### EXERCISE DATA

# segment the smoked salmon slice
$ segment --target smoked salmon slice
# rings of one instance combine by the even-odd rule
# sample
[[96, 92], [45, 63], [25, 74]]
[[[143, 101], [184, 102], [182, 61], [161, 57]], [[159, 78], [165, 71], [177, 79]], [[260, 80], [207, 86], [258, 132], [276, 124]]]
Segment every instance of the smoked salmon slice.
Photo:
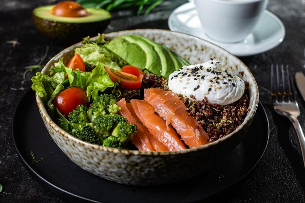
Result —
[[209, 136], [196, 119], [189, 115], [183, 102], [176, 94], [160, 88], [147, 89], [144, 90], [144, 100], [165, 119], [167, 124], [172, 124], [190, 148], [208, 143]]
[[139, 121], [131, 105], [126, 103], [125, 98], [116, 102], [116, 104], [121, 108], [120, 115], [125, 117], [129, 123], [136, 125], [137, 132], [132, 142], [140, 151], [169, 151], [169, 149], [154, 138]]
[[130, 103], [134, 112], [153, 137], [170, 151], [186, 149], [172, 128], [166, 126], [163, 118], [154, 113], [153, 107], [144, 100], [132, 99]]

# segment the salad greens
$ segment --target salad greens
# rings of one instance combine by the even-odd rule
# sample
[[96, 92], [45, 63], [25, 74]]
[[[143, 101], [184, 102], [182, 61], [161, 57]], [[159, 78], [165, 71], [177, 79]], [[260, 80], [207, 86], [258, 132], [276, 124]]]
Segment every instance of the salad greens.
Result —
[[[91, 40], [89, 37], [85, 38], [83, 45], [75, 49], [75, 55], [68, 64], [68, 67], [64, 64], [61, 58], [55, 63], [49, 74], [38, 72], [31, 78], [32, 89], [42, 100], [50, 116], [52, 119], [57, 118], [57, 125], [76, 137], [92, 144], [127, 148], [129, 141], [136, 133], [136, 126], [128, 124], [125, 118], [117, 114], [120, 109], [115, 104], [116, 97], [125, 96], [128, 98], [137, 96], [140, 93], [140, 88], [145, 88], [151, 82], [151, 87], [156, 84], [156, 81], [163, 82], [164, 79], [161, 78], [159, 81], [158, 76], [168, 77], [169, 72], [188, 64], [181, 61], [180, 56], [172, 53], [169, 49], [166, 50], [162, 45], [148, 39], [144, 40], [144, 37], [133, 35], [125, 37], [130, 40], [116, 43], [118, 41], [114, 40], [109, 42], [105, 40], [104, 35], [99, 35], [95, 41]], [[117, 38], [121, 37], [124, 36]], [[110, 46], [111, 43], [112, 46]], [[119, 47], [121, 48], [118, 48]], [[143, 54], [142, 56], [139, 53]], [[161, 58], [164, 59], [162, 61], [160, 60]], [[135, 65], [144, 60], [145, 64], [142, 67]], [[174, 64], [176, 65], [174, 66]], [[121, 67], [122, 71], [117, 71], [121, 70]], [[136, 74], [123, 71], [129, 68], [132, 68], [133, 71], [135, 69], [142, 74], [136, 76]], [[150, 74], [146, 73], [143, 78], [140, 70], [144, 73], [149, 70], [157, 74], [151, 76]], [[133, 75], [133, 77], [129, 79], [131, 74]], [[115, 77], [116, 76], [118, 77]], [[137, 80], [133, 79], [134, 77]], [[153, 79], [151, 81], [150, 78]], [[123, 86], [125, 83], [134, 87], [134, 83], [138, 82], [135, 84], [139, 85], [136, 88], [128, 89]], [[64, 97], [65, 92], [76, 89], [82, 94], [75, 92], [71, 95], [80, 95], [80, 99], [71, 99], [71, 95]], [[67, 102], [61, 101], [61, 105], [64, 103], [64, 105], [72, 107], [66, 112], [63, 110], [64, 108], [61, 109], [58, 106], [59, 99], [64, 99], [62, 98], [69, 99]], [[83, 103], [83, 98], [85, 100]], [[73, 106], [77, 99], [80, 100]], [[34, 153], [31, 154], [34, 161], [36, 161]]]
[[95, 42], [90, 42], [76, 48], [75, 53], [81, 57], [84, 62], [91, 65], [96, 66], [100, 64], [112, 67], [115, 70], [120, 70], [120, 66], [127, 65], [123, 59], [108, 51], [103, 45], [98, 45]]
[[[65, 88], [78, 87], [86, 90], [88, 100], [91, 101], [98, 96], [99, 91], [102, 92], [114, 85], [100, 64], [92, 72], [82, 72], [67, 68], [64, 65], [62, 58], [54, 66], [50, 71], [52, 76], [38, 72], [31, 79], [32, 89], [41, 98], [51, 117], [54, 117], [55, 113], [52, 102]], [[68, 79], [66, 79], [66, 74]]]

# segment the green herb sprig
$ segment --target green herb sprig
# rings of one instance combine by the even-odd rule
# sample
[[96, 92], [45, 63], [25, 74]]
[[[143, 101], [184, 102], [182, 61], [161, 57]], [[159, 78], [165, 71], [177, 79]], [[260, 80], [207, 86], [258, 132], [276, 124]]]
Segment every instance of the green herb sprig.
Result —
[[45, 59], [46, 57], [47, 57], [48, 52], [49, 52], [49, 46], [47, 46], [45, 50], [45, 52], [44, 53], [44, 55], [43, 55], [43, 56], [42, 56], [42, 58], [41, 58], [40, 61], [38, 63], [37, 65], [33, 65], [32, 66], [26, 66], [25, 67], [24, 67], [24, 69], [25, 69], [25, 71], [23, 73], [23, 79], [24, 80], [25, 79], [25, 76], [26, 76], [26, 74], [29, 72], [29, 71], [33, 72], [36, 70], [42, 69], [42, 68], [43, 68], [44, 66], [43, 65], [41, 65], [41, 64], [42, 63], [43, 61]]
[[137, 15], [139, 16], [144, 6], [150, 5], [144, 13], [144, 15], [147, 15], [163, 1], [163, 0], [77, 0], [76, 2], [85, 8], [103, 8], [108, 11], [114, 9], [137, 7]]
[[32, 158], [33, 158], [33, 161], [32, 162], [31, 164], [34, 164], [34, 162], [41, 162], [41, 161], [42, 161], [43, 160], [43, 158], [40, 157], [38, 160], [35, 160], [35, 154], [34, 154], [34, 152], [33, 152], [33, 151], [31, 151], [30, 152], [30, 153], [31, 154], [31, 155], [32, 156]]

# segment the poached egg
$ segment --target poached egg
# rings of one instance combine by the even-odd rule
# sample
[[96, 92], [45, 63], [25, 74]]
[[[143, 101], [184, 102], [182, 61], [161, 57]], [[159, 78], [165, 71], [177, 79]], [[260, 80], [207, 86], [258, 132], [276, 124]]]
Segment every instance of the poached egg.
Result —
[[176, 94], [197, 101], [206, 97], [211, 104], [231, 104], [244, 94], [245, 82], [238, 76], [223, 71], [220, 66], [213, 58], [204, 63], [184, 66], [170, 74], [169, 88]]

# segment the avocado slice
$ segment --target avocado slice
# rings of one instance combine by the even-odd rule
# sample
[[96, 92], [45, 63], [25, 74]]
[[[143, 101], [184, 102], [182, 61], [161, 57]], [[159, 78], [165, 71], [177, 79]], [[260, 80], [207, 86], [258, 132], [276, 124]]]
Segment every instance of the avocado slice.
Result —
[[146, 68], [147, 55], [138, 44], [132, 43], [123, 37], [124, 36], [112, 39], [105, 47], [129, 64], [141, 70]]
[[111, 15], [102, 9], [88, 8], [89, 15], [71, 18], [55, 16], [50, 13], [54, 5], [38, 7], [33, 12], [35, 27], [48, 38], [63, 42], [80, 41], [88, 36], [102, 33], [110, 22]]
[[175, 67], [173, 62], [172, 59], [172, 58], [167, 53], [166, 50], [163, 48], [163, 46], [160, 44], [158, 44], [153, 41], [152, 41], [144, 37], [140, 36], [135, 36], [139, 38], [145, 40], [148, 43], [151, 44], [153, 46], [155, 51], [159, 55], [160, 59], [161, 60], [161, 75], [167, 78], [169, 77], [169, 75], [175, 71]]
[[178, 70], [180, 69], [180, 68], [182, 67], [180, 61], [177, 59], [176, 56], [174, 55], [174, 54], [172, 52], [172, 51], [171, 51], [170, 49], [164, 46], [163, 46], [162, 47], [164, 49], [165, 51], [166, 51], [170, 57], [171, 57], [171, 58], [172, 58], [172, 62], [173, 63], [173, 65], [175, 67], [175, 70]]
[[[122, 37], [127, 41], [136, 44], [145, 52], [146, 64], [145, 69], [159, 77], [161, 75], [161, 60], [153, 47], [146, 40], [137, 37], [135, 35], [124, 35]], [[133, 65], [133, 64], [131, 64]]]

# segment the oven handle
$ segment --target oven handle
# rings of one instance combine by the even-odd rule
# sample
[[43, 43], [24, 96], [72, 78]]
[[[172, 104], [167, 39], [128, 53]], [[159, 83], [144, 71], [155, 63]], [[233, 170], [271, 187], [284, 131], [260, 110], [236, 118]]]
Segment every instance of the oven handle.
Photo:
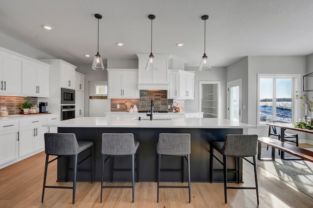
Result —
[[69, 108], [69, 109], [62, 109], [61, 110], [62, 111], [72, 111], [73, 110], [75, 110], [75, 108]]

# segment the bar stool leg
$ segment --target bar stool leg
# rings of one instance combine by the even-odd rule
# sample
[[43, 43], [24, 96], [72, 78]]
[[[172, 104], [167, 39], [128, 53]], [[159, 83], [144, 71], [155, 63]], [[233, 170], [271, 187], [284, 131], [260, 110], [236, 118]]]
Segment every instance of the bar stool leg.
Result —
[[159, 187], [160, 186], [160, 168], [161, 167], [161, 155], [157, 154], [157, 202], [158, 203], [158, 192]]
[[76, 173], [77, 172], [77, 155], [74, 156], [74, 179], [73, 181], [73, 200], [72, 204], [75, 203], [75, 194], [76, 190]]
[[181, 157], [181, 183], [184, 183], [184, 156]]
[[102, 155], [102, 177], [101, 177], [101, 194], [100, 199], [100, 203], [102, 203], [102, 192], [103, 192], [103, 177], [104, 177], [104, 161], [105, 155]]
[[190, 190], [190, 155], [187, 155], [187, 166], [188, 166], [188, 189], [189, 193], [189, 203], [191, 202], [191, 193]]
[[224, 172], [224, 195], [225, 204], [227, 204], [227, 156], [223, 155], [223, 171]]
[[259, 204], [259, 188], [258, 187], [258, 178], [257, 177], [256, 173], [256, 163], [255, 156], [253, 156], [253, 166], [254, 167], [254, 177], [255, 178], [255, 187], [256, 189], [256, 198], [258, 202], [258, 205]]
[[134, 191], [135, 191], [135, 161], [134, 154], [132, 155], [132, 189], [133, 191], [133, 200], [132, 203], [134, 201]]
[[111, 157], [111, 183], [113, 182], [113, 167], [114, 166], [114, 157], [112, 155], [110, 156]]
[[212, 184], [213, 181], [213, 151], [212, 144], [210, 144], [210, 182]]
[[41, 203], [44, 202], [44, 195], [45, 195], [45, 181], [47, 178], [47, 170], [48, 169], [48, 162], [49, 161], [49, 155], [45, 156], [45, 175], [44, 176], [44, 187], [43, 187], [43, 195], [41, 198]]
[[93, 146], [91, 146], [90, 151], [91, 151], [91, 155], [90, 157], [90, 176], [91, 179], [91, 184], [93, 181]]

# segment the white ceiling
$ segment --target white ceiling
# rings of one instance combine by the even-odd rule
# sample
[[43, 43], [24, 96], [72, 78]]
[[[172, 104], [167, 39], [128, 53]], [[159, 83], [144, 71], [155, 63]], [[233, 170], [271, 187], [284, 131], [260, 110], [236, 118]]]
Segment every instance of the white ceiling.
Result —
[[[313, 53], [312, 0], [0, 0], [0, 32], [74, 65], [91, 65], [96, 13], [103, 17], [99, 51], [104, 62], [150, 53], [151, 14], [156, 16], [153, 53], [171, 54], [185, 66], [198, 65], [203, 55], [205, 14], [212, 66], [248, 55]], [[45, 30], [44, 24], [53, 29]]]

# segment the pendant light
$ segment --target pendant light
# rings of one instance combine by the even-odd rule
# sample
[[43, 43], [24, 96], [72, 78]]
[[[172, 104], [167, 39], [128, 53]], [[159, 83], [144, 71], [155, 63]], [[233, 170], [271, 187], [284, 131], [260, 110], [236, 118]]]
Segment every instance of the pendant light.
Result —
[[94, 15], [94, 17], [98, 19], [98, 52], [94, 57], [94, 59], [93, 59], [91, 68], [97, 71], [101, 71], [104, 70], [102, 59], [101, 59], [101, 56], [99, 53], [99, 20], [102, 18], [102, 15], [96, 14]]
[[149, 15], [148, 18], [151, 20], [151, 52], [150, 53], [150, 55], [149, 56], [147, 65], [146, 65], [146, 70], [155, 71], [157, 70], [157, 68], [154, 66], [154, 64], [153, 64], [155, 56], [152, 54], [152, 20], [154, 20], [156, 18], [156, 16], [154, 15]]
[[210, 63], [209, 63], [209, 60], [205, 54], [205, 21], [209, 19], [209, 16], [208, 15], [203, 15], [201, 17], [201, 19], [204, 21], [204, 53], [203, 54], [203, 56], [202, 56], [201, 59], [199, 71], [203, 71], [211, 70], [211, 66], [210, 66]]

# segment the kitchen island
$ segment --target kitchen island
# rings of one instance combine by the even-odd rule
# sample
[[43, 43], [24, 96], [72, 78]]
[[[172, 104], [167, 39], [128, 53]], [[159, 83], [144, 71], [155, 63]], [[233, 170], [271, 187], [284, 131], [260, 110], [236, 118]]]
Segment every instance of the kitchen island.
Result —
[[[94, 143], [95, 152], [94, 175], [96, 181], [101, 180], [101, 134], [102, 133], [133, 133], [135, 141], [139, 142], [139, 181], [155, 181], [156, 179], [156, 143], [160, 133], [189, 133], [191, 135], [190, 155], [191, 179], [193, 182], [208, 182], [210, 179], [210, 143], [223, 141], [227, 134], [242, 134], [244, 128], [256, 126], [217, 118], [173, 118], [171, 120], [153, 121], [141, 120], [123, 117], [80, 117], [45, 125], [44, 126], [57, 127], [59, 132], [75, 133], [78, 140], [91, 141]], [[164, 159], [163, 159], [164, 158]], [[114, 168], [130, 168], [131, 157], [118, 156], [114, 158]], [[228, 168], [235, 167], [235, 160], [229, 158]], [[89, 167], [89, 162], [81, 166]], [[105, 180], [110, 180], [110, 162], [106, 163]], [[215, 164], [215, 168], [220, 168]], [[162, 158], [162, 168], [179, 168], [181, 166], [180, 157]], [[65, 160], [58, 161], [58, 180], [65, 180]], [[187, 166], [185, 165], [185, 173]], [[89, 174], [77, 173], [77, 180], [88, 181]], [[114, 172], [113, 181], [129, 181], [131, 174], [127, 172]], [[179, 181], [180, 173], [164, 172], [161, 180]], [[213, 181], [223, 181], [222, 172], [216, 172]], [[235, 181], [235, 174], [229, 173], [230, 181]], [[240, 171], [240, 180], [242, 172]], [[187, 180], [187, 174], [184, 174]]]

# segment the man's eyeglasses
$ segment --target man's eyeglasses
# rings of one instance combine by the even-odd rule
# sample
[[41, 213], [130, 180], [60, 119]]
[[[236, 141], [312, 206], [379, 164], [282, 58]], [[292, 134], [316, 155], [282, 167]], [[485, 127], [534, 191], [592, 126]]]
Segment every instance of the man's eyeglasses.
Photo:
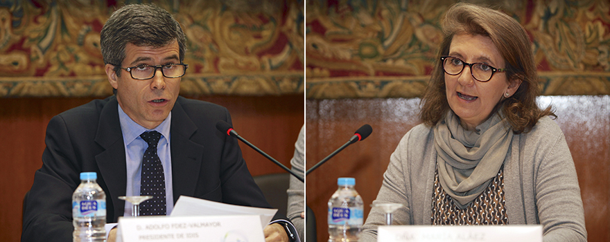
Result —
[[494, 68], [485, 63], [466, 63], [459, 58], [444, 56], [441, 57], [443, 62], [443, 70], [445, 73], [451, 75], [456, 75], [464, 71], [464, 66], [470, 66], [470, 73], [475, 80], [481, 82], [485, 82], [491, 79], [496, 73], [506, 71], [506, 68], [498, 69]]
[[161, 68], [161, 73], [167, 78], [181, 77], [186, 73], [189, 65], [186, 64], [167, 64], [164, 65], [139, 65], [128, 68], [123, 68], [114, 65], [121, 69], [129, 71], [131, 77], [136, 80], [148, 80], [155, 77], [157, 68]]

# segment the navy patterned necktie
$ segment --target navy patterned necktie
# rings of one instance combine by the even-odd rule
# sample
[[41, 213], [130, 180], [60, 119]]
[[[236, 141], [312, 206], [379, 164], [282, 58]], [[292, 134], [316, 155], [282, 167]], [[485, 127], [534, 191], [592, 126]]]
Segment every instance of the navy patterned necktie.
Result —
[[161, 138], [157, 131], [148, 131], [140, 135], [148, 143], [142, 158], [142, 178], [140, 196], [152, 196], [152, 198], [140, 204], [140, 215], [166, 215], [165, 174], [163, 165], [157, 154], [157, 145]]

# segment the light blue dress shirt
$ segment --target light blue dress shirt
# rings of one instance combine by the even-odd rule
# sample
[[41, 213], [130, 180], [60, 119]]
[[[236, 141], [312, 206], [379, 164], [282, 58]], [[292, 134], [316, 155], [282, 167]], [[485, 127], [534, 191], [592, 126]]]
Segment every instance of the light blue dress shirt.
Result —
[[[167, 215], [171, 214], [174, 207], [173, 189], [172, 189], [171, 149], [170, 149], [170, 127], [171, 112], [161, 124], [152, 129], [146, 129], [130, 118], [121, 105], [119, 106], [119, 120], [123, 133], [123, 142], [125, 145], [125, 158], [127, 161], [127, 187], [125, 196], [140, 195], [140, 178], [142, 175], [142, 157], [148, 144], [140, 137], [145, 131], [156, 131], [161, 133], [161, 139], [157, 145], [157, 153], [163, 165], [165, 174], [165, 191], [167, 198]], [[125, 203], [123, 216], [131, 216], [132, 205]]]

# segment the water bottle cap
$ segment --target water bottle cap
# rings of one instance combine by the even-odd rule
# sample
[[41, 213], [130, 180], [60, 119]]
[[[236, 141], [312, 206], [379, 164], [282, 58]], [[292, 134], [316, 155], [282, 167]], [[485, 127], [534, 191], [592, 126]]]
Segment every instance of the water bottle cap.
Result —
[[353, 186], [356, 185], [356, 179], [352, 177], [340, 177], [337, 179], [337, 185], [340, 186]]
[[80, 180], [96, 180], [98, 178], [98, 174], [95, 172], [81, 172]]

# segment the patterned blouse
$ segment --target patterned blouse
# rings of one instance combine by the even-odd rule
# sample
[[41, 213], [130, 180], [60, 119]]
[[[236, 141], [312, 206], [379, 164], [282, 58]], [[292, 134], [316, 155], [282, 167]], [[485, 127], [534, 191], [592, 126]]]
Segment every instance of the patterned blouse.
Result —
[[438, 176], [434, 176], [432, 198], [433, 225], [507, 225], [504, 198], [504, 166], [489, 186], [468, 207], [460, 209], [453, 198], [445, 193]]

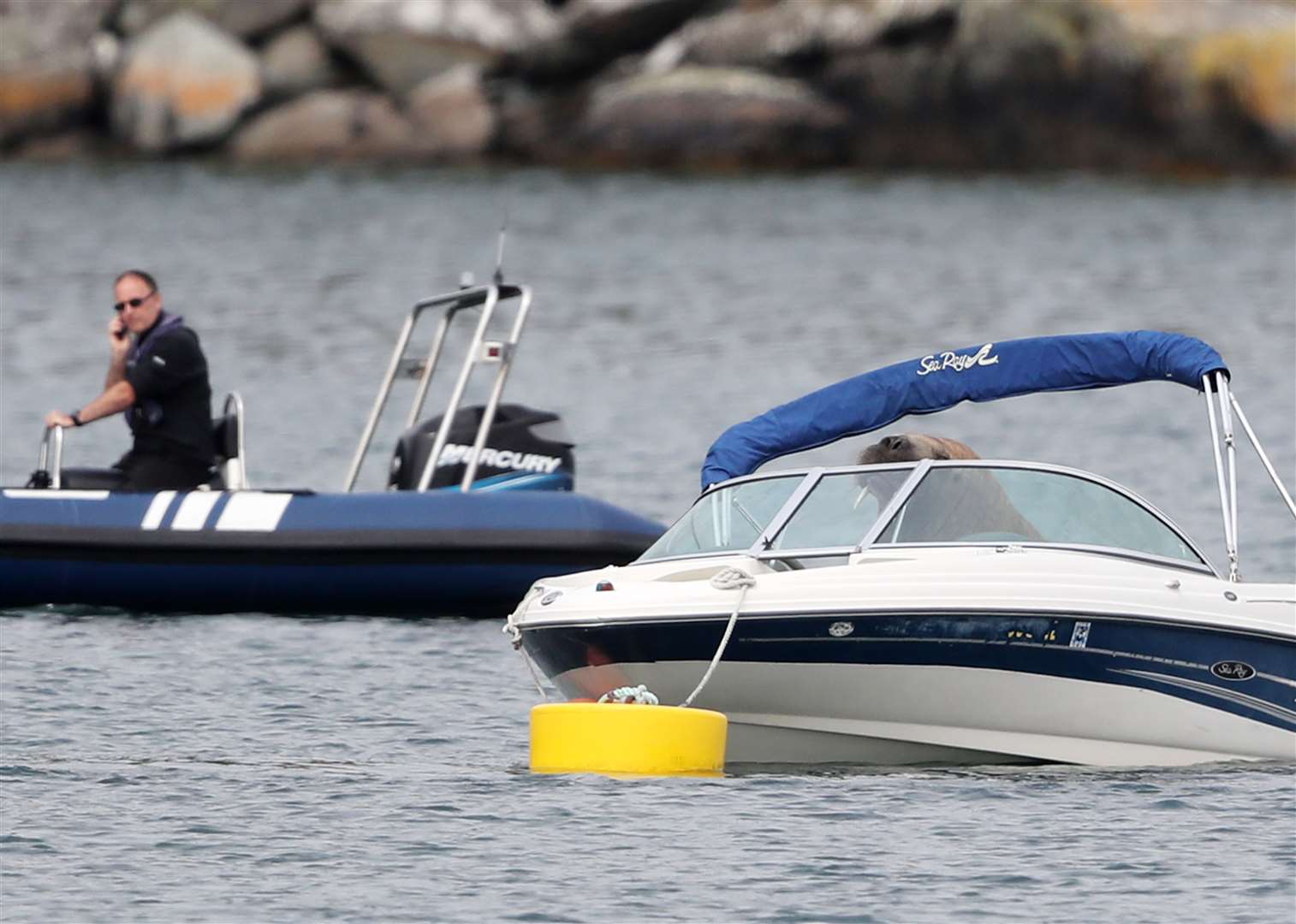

######

#### WHAT IS REQUIRED
Change "smoked salmon slice" to "cured salmon slice" everywhere in the data from its first line through the line containing "149], [154, 138]]", keeping everything else the same. Give back only those lines, leaving out the pictures.

#### RESPONSE BELOW
# segment the cured salmon slice
$ segment --target cured salmon slice
# rings of one instance combine by the even-odd rule
# sample
[[96, 92], [45, 63], [25, 74]]
[[[143, 101], [184, 102], [182, 61], [161, 57]], [[159, 78], [165, 71], [177, 79]], [[260, 80], [207, 86], [258, 132], [276, 124]]]
Segment every instance of the cured salmon slice.
Photo:
Result —
[[209, 136], [196, 119], [189, 115], [183, 102], [176, 94], [160, 88], [147, 89], [144, 90], [144, 100], [165, 119], [167, 124], [172, 124], [190, 148], [208, 143]]
[[139, 121], [131, 105], [126, 103], [125, 98], [116, 102], [116, 104], [121, 108], [120, 115], [125, 117], [129, 123], [136, 125], [137, 132], [132, 142], [140, 151], [169, 151], [169, 149], [154, 138]]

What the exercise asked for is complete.